[Opening Text passage section]
Hôtel Raspail-Montparnasse.
$$$ | HOTEL | Montparnasse was the art capital of the world in the ‘20s and ‘30s, and this affordable hotel captures some of that spirit by naming its rooms after some of the illustrious neighborhood stars—Picasso, Chagall, and Modigliani. Pay a bit extra for one of the three deluxe corner rooms, which have windows facing the Eiffel Tower. All are soundproofed, but none completely drown out the traffic below. Pros: convenient to métro and bus; many markets and cafés nearby; friendly staff. Cons: traffic noise; some rooms small; dated interiors with worn fabrics. | Rooms from: €190 | 203 bd. Raspail, 14e,Montparnasse | 01-43-20-62-86 | www.hotelraspailmontparnasse.com | 38 rooms | No meals | Station: Vavin.

Hôtel Sainte-Beuve.
$$$ | HOTEL | On a tranquil street between the Jardin du Luxembourg and Montparnasse’s cafés and brasseries sits this pleasant six-story hotel. The homey lobby and breakfast area are bathed in light, showcasing a wood-fire hearth, plump sofas, and Greek Revival columns. A contemporary style dominates uncluttered rooms decorated with wooden furnishings. Free Wi-Fi lets you stay connected. Pros: stylish decor; good location without the tourist crowds; close to major métro lines. Cons: 20-minute walk to the Latin Quarter or St-Germain-des-Prés; small rooms and elevator; unremarkable service. | Rooms from: €242 | 9 rue Ste-Beuve, 6e, Montparnasse | 01-45-48-20-07 | www.hotelsaintebeuve.com | 21 rooms, 1 suite | No meals | Station: Vavin.


BLC Design Hotel.
$$$ | HOTEL | In the young and trendy area between Bastille and Nation, the BLC pays homage to everything blanc, hence the name. Minimalist rooms are done up in stark white tones with splashes of muted colors from oversize photographic murals and iridescent lamps. Flat-screen TVs, modern fixtures, and metallic mosaic tiles make up the simple designer look that oozes urban chic. The hotel attracts a hip, fashion-conscious crowd. Pros: cool, contemporary interior; free Wi-Fi access; good location in a lively neighborhood. Cons: small spaces; renovations needed in some bathrooms; expensive rates. | Rooms from: €225 | 4 rue Richard Lenoir, 11e, Oberkampf | 01-40-09-60-16 | www.blcdesign-hotel-paris.com | 29 rooms | No meals | Station: Charonne, Ledru Rollin.

Hôtel Gavarni.
$$$ | HOTEL | Considering the traditional, almost old-fashioned Parisian decor, you may be surprised to learn that this lodging, located in a chic residential neighborhood, is one of the city’s first certified eco-friendly hotels. The dedication to the environment is more than skin deep, and the staff uses energy- and water-saving measures and serves fair-trade foods at breakfast. Rooms have flat-screen TVs and free Wi-Fi access. Upgrade to one of the larger suites—the Trocadero Suite has a view of the Eiffel Tower. Pros: organic breakfast; charming neighborhood; friendly welcome. Cons: a few blocks to the nearest métro; standard rooms and bathrooms quite small; few amenities. | Rooms from: €190 | 5 rue Gavarni, 16e, Passy | 01-45-24-52-82 | www.gavarni.com | 21 rooms, 4 suites | No meals.
[Closing Text passage section]
## Problems to solve
A. Answer the following questions using the Paris hotel listings:
(i) Which métro station is given for the Hôtel Sainte-Beuve?
(ii) How many rooms does the BLC Design Hotel have?
(iii) Which suite at the Hôtel Gavarni has a view of the Eiffel Tower?
B. Extend the Paris hotel listings past the Hôtel Gavarni listing, picking up where they stop.
[Opening Data extracts section]
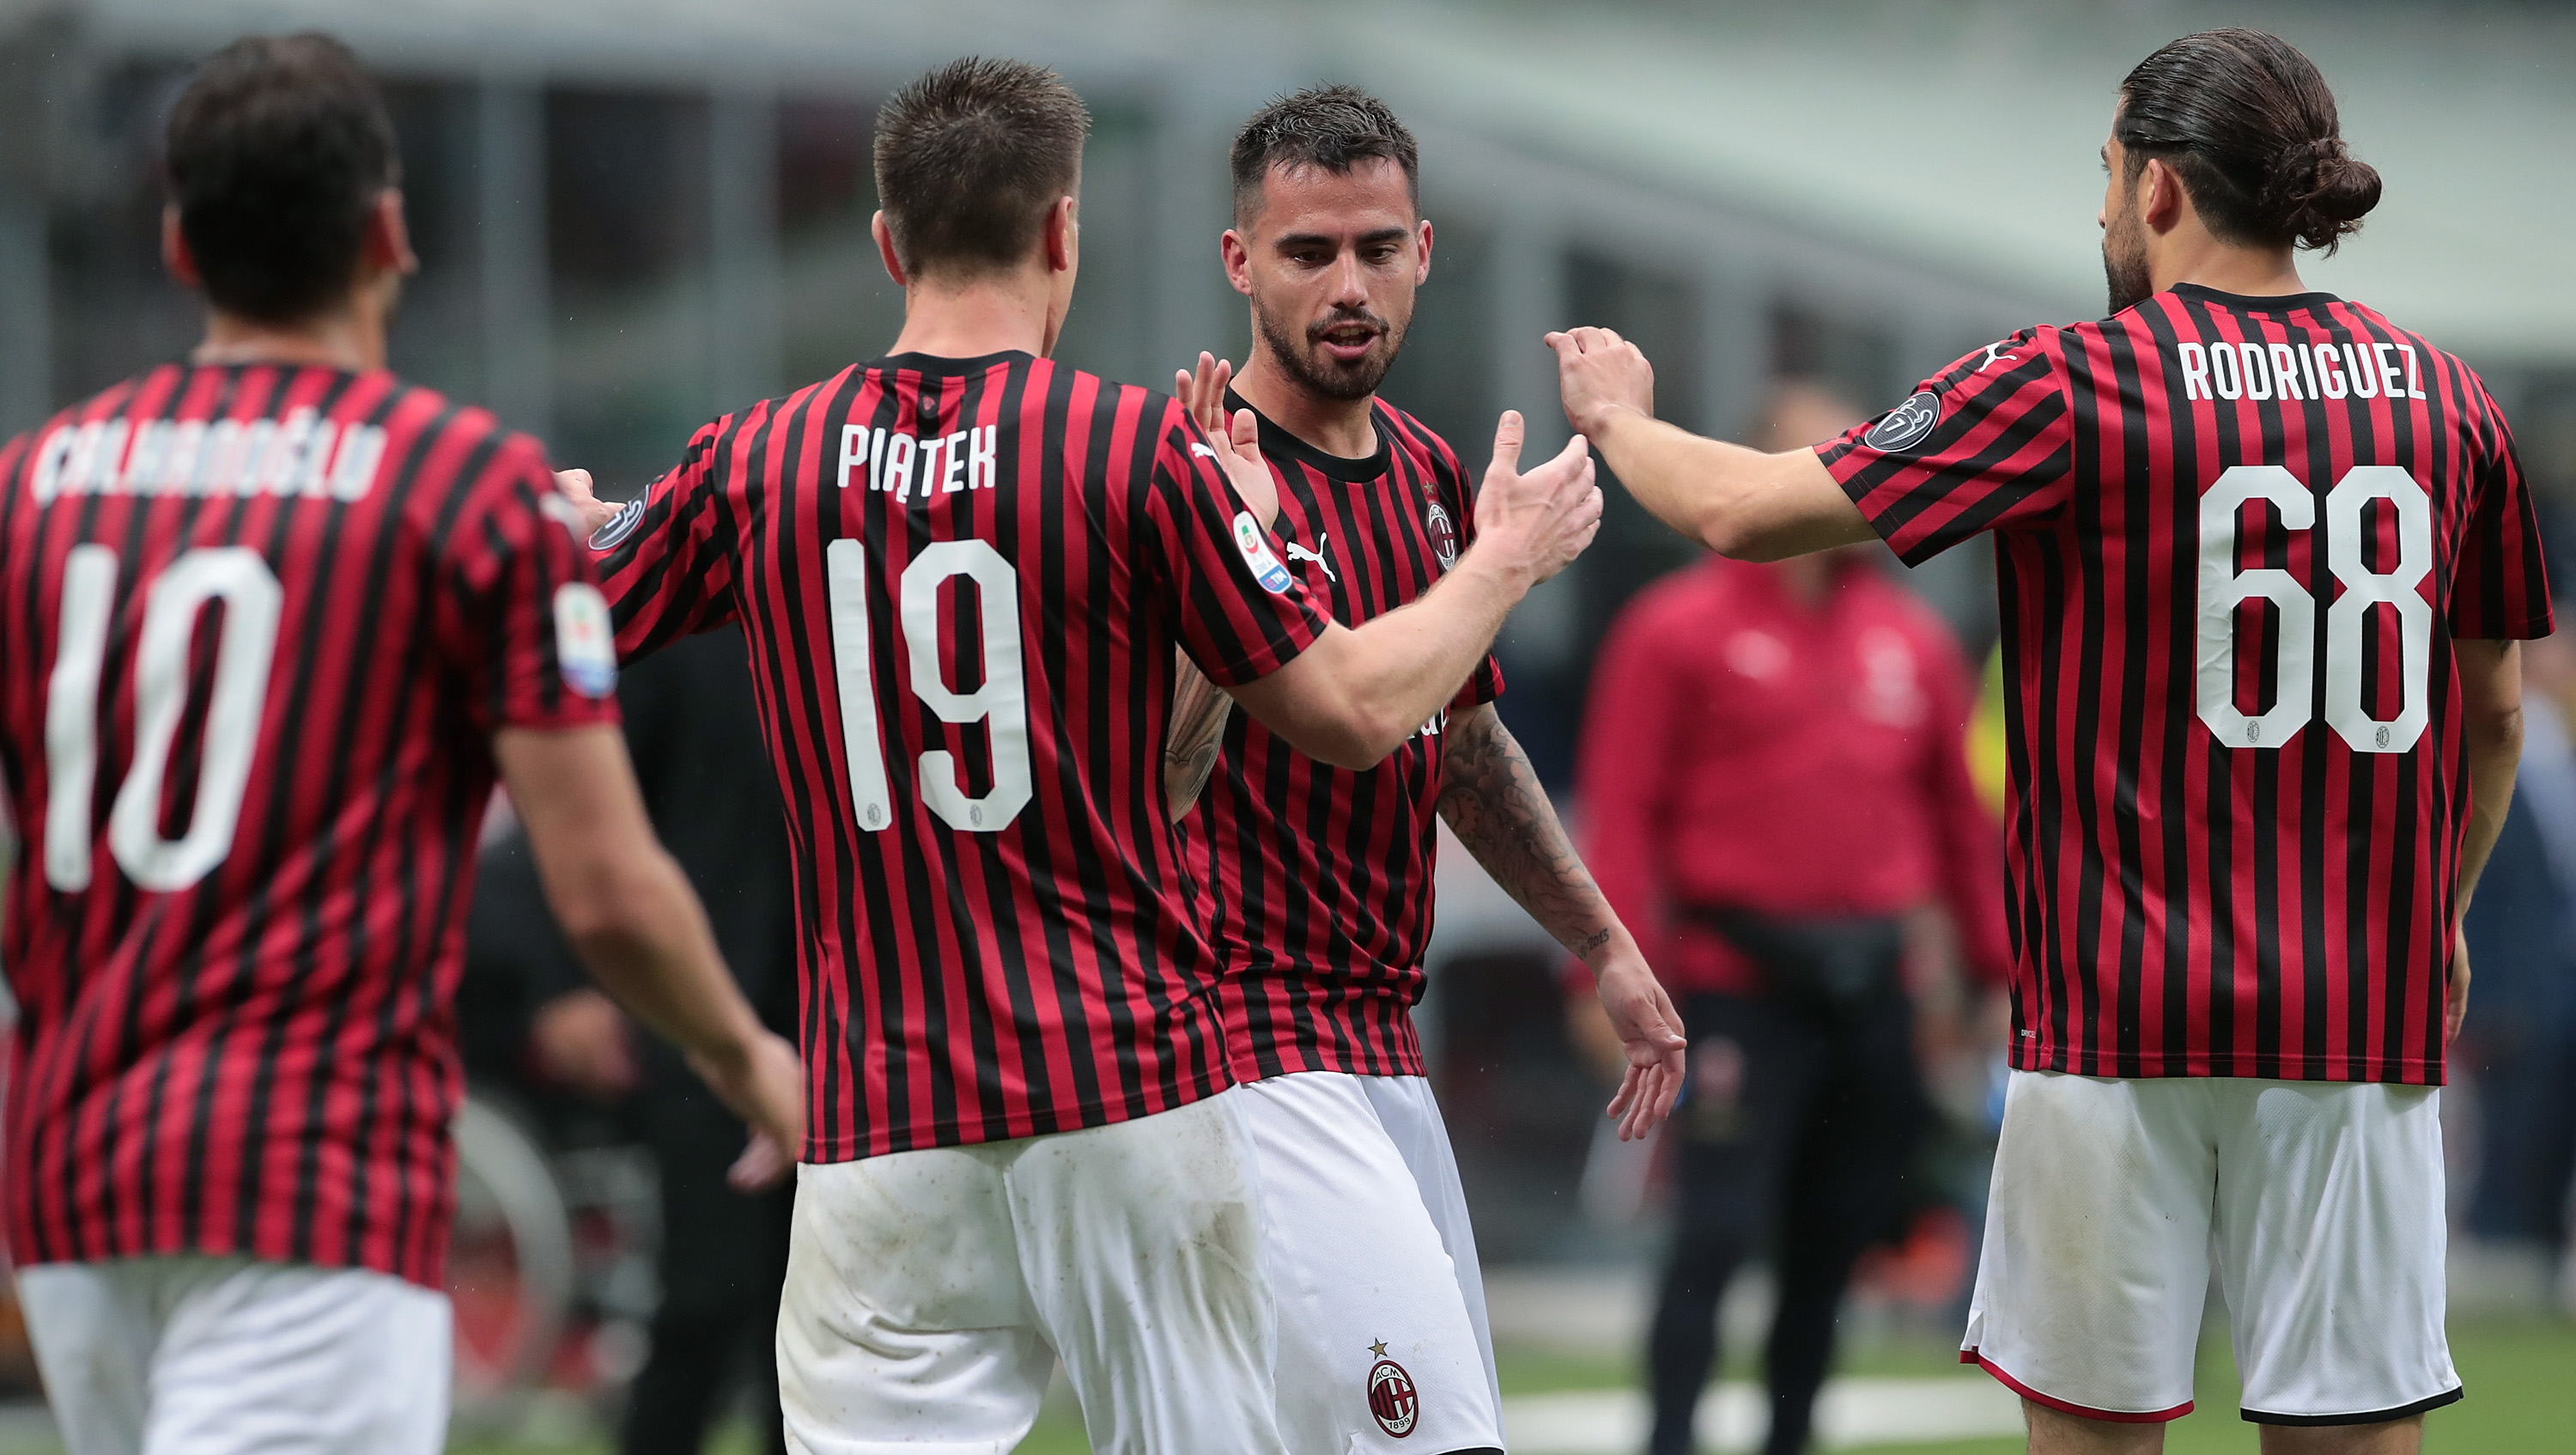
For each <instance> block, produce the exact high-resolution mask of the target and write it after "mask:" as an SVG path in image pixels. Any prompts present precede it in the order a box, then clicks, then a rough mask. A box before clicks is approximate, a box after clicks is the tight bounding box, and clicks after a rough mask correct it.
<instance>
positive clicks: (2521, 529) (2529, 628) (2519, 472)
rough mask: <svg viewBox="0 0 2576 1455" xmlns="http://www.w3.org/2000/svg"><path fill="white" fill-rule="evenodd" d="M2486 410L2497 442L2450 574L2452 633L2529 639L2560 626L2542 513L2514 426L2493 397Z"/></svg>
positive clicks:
[Closing Data extracts section]
## Results
A.
(i) Vavin
(ii) 29 rooms
(iii) The Trocadero Suite

B.
Le Sezz.
$$$$ | HOTEL | Created by French furniture designer Christophe Pillet in a chic residential district of Paris, Le Sezz mixes rough stone walls with splashes of tomato red and mustard yellow for the ultimate bachelor-pad feel. One-way-glass walls separate the sleeping areas from the bathrooms, many of which have tubs big enough for two. The owner has pushed the trend of scaled-down reception desks even further by not having one at all. All the paperwork is done in advance, so you can go directly to your room. A champagne bar and Espace Bien-Être (“well-being center,” or spa) cater to jet-setters. Pros: trendy designer decor; huge bathtubs; quiet location. Cons: close to Eiffel Tower but not much else; limited service for a hotel in this price range; breakfast area feels cold and somber. | Rooms from: €290 | 6 av. Frémiet, 16e,Passy-Auteuil | 01-56-75-26-26 | www.paris.hotelsezz.com | 13 rooms, 13 suites | No meals | Station: Passy.

Renaissance Paris Hôtel Le Parc Trocadéro.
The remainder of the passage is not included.